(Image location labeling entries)
>> begin
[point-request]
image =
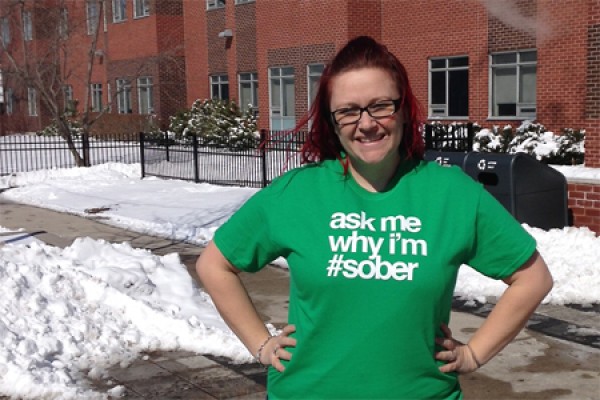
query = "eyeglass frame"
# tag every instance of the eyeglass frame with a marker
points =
(395, 102)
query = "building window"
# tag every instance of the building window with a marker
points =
(124, 105)
(63, 27)
(32, 102)
(219, 87)
(145, 95)
(96, 97)
(27, 26)
(314, 76)
(214, 4)
(69, 104)
(92, 16)
(9, 99)
(282, 94)
(513, 77)
(248, 91)
(449, 87)
(5, 22)
(141, 8)
(119, 10)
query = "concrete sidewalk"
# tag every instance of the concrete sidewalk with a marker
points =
(558, 358)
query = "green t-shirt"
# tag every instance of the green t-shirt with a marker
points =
(372, 275)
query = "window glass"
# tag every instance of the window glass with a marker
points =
(27, 26)
(506, 58)
(449, 87)
(513, 92)
(96, 97)
(145, 95)
(314, 76)
(124, 103)
(32, 102)
(9, 101)
(219, 87)
(63, 27)
(119, 10)
(141, 8)
(282, 98)
(248, 91)
(92, 16)
(5, 31)
(214, 4)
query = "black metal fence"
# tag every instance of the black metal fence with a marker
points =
(23, 153)
(190, 159)
(272, 154)
(451, 137)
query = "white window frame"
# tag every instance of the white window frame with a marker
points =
(27, 26)
(250, 79)
(124, 96)
(6, 34)
(145, 86)
(523, 109)
(119, 10)
(215, 4)
(141, 8)
(221, 82)
(283, 115)
(92, 16)
(442, 110)
(96, 97)
(32, 102)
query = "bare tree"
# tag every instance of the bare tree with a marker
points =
(46, 65)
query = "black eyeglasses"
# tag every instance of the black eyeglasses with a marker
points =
(378, 110)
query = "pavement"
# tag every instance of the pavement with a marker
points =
(556, 357)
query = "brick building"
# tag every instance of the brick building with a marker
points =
(490, 62)
(123, 59)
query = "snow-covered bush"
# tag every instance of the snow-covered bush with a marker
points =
(535, 140)
(216, 122)
(52, 129)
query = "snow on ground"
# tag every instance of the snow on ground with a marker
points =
(66, 315)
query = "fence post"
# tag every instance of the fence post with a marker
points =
(166, 142)
(142, 157)
(195, 153)
(263, 155)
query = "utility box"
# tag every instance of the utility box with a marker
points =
(446, 158)
(533, 192)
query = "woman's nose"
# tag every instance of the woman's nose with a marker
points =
(365, 121)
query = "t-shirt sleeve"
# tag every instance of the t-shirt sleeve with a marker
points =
(501, 245)
(246, 238)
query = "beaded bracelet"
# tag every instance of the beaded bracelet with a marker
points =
(474, 357)
(260, 349)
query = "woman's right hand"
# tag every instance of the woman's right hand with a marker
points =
(275, 350)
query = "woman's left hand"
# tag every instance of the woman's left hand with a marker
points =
(457, 354)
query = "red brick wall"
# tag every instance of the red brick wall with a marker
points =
(584, 202)
(592, 147)
(196, 60)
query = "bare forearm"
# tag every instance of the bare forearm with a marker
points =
(231, 298)
(527, 289)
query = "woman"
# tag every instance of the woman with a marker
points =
(374, 237)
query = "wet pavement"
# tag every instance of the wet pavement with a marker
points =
(556, 357)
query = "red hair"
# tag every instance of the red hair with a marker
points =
(322, 142)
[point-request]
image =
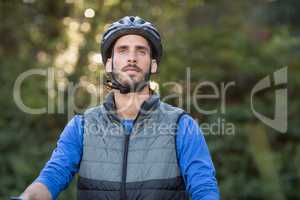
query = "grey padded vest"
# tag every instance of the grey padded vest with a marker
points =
(142, 165)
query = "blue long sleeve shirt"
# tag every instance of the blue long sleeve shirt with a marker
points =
(194, 159)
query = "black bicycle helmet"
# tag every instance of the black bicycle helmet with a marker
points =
(131, 25)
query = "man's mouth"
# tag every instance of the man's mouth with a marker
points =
(131, 68)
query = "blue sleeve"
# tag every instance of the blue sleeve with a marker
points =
(64, 162)
(195, 162)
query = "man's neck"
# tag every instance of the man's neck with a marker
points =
(128, 105)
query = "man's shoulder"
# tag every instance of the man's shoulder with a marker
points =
(93, 110)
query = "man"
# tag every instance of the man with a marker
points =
(133, 146)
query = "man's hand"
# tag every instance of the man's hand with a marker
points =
(36, 191)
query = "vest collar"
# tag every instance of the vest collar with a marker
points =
(147, 106)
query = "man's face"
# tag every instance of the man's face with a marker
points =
(131, 59)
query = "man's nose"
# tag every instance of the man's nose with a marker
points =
(132, 57)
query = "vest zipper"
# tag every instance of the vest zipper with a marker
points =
(125, 157)
(124, 168)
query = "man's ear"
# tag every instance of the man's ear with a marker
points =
(153, 66)
(108, 66)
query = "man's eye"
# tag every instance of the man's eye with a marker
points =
>> end
— EXERCISE INSTRUCTIONS —
Copy every record character for character. Skip the pictures.

— RESULT —
[point-request]
image =
query = "eyeglass frame"
# tag every instance of the eyeglass frame with a marker
points =
(395, 102)
query = "building window"
# tag every instance of the building window with a marker
points =
(124, 105)
(63, 27)
(32, 102)
(219, 87)
(145, 95)
(96, 97)
(27, 26)
(314, 76)
(214, 4)
(69, 104)
(92, 16)
(9, 99)
(282, 94)
(513, 77)
(248, 91)
(449, 87)
(5, 22)
(141, 8)
(119, 10)
query = "concrete sidewalk"
# tag every instance of the concrete sidewalk with a marker
points =
(558, 358)
query = "green t-shirt"
# tag every instance of the green t-shirt with a marker
points =
(372, 275)
query = "window glass"
# tag every instance of the window glass with a marker
points =
(27, 26)
(506, 58)
(449, 87)
(513, 92)
(96, 97)
(145, 95)
(314, 76)
(124, 103)
(32, 102)
(9, 101)
(219, 87)
(63, 27)
(119, 10)
(141, 8)
(282, 98)
(248, 91)
(92, 16)
(5, 31)
(214, 4)
query = "black metal fence"
# tag every instance of the black metal fence with a marker
points =
(23, 153)
(190, 159)
(272, 154)
(451, 137)
query = "white window frame"
# tag every instance of the white window frame with a marker
points =
(27, 26)
(250, 79)
(124, 96)
(6, 34)
(145, 86)
(523, 109)
(119, 10)
(215, 4)
(141, 8)
(221, 82)
(283, 115)
(92, 16)
(442, 110)
(96, 97)
(32, 102)
query = "bare tree"
# tag every instance of the bare tree with a marker
points =
(46, 65)
query = "black eyeglasses"
# tag every instance of the black eyeglasses with a marker
points =
(378, 110)
query = "pavement"
# tag every instance of the pavement with a marker
points =
(556, 357)
query = "brick building"
# tag every instance of the brick building with a marker
points =
(490, 62)
(123, 59)
query = "snow-covered bush"
# tag every instance of the snow-covered bush with a marker
points =
(535, 140)
(216, 122)
(52, 129)
query = "snow on ground"
# tag every instance of the snow on ground with a marker
points =
(66, 315)
query = "fence post"
# tag every instance of the fence post with a marker
points =
(166, 142)
(142, 157)
(195, 153)
(263, 155)
query = "utility box"
# tag every instance of the utility box with a marker
points =
(446, 158)
(533, 192)
query = "woman's nose"
# tag every instance of the woman's nose with a marker
points =
(365, 121)
query = "t-shirt sleeve"
# tag every instance of the t-shirt sleeve with a marker
points =
(501, 245)
(246, 238)
query = "beaded bracelet"
# tag every instance of the beaded bracelet with a marker
points =
(474, 357)
(260, 349)
query = "woman's right hand"
# tag every instance of the woman's right hand with a marker
points =
(275, 350)
query = "woman's left hand"
# tag every instance of the woman's left hand with a marker
points =
(457, 354)
query = "red brick wall"
# tag every instance of the red brick wall with a marker
points =
(584, 202)
(592, 147)
(196, 60)
query = "bare forearm"
# tag every instance of the bare forearm with a marker
points =
(231, 298)
(527, 289)
query = "woman"
# tag every instance of the woman with a marker
points =
(374, 237)
query = "wet pavement"
# tag every instance of the wet pavement with a marker
points =
(556, 357)
query = "red hair"
# tag every instance of the red hair with a marker
points =
(322, 142)
[point-request]
image =
query = "grey padded vest"
# tag every instance of the grey padded vest with a marker
points =
(142, 165)
query = "blue long sleeve shirt"
# tag every instance of the blue long sleeve shirt with a marker
points =
(194, 159)
query = "black bicycle helmet"
# tag every instance of the black bicycle helmet with a marker
points =
(131, 25)
query = "man's mouth"
# tag every instance of the man's mouth with a marker
points =
(131, 68)
query = "blue sleeve"
# tag every instance of the blue sleeve with a marker
points =
(64, 162)
(195, 162)
query = "man's neck"
# tag every instance of the man's neck with a marker
points =
(128, 105)
query = "man's shoulder"
# tag every instance of the man's shoulder with a marker
points =
(93, 110)
query = "man"
# tag every instance of the man with a marker
points =
(133, 146)
query = "man's hand"
# tag every instance of the man's hand with a marker
points =
(36, 191)
query = "vest collar"
# tag every instance of the vest collar with a marker
points =
(147, 106)
query = "man's face"
# tag every instance of the man's face with a marker
points =
(131, 59)
query = "man's nose"
# tag every instance of the man's nose with a marker
points =
(132, 57)
query = "vest zipper"
# tag every instance of the vest zipper with a marker
points =
(125, 157)
(124, 168)
query = "man's ear"
# tag every instance of the man's ear with a marker
points =
(153, 66)
(108, 66)
query = "man's eye"
# tag every instance of the man's eye with a marker
points =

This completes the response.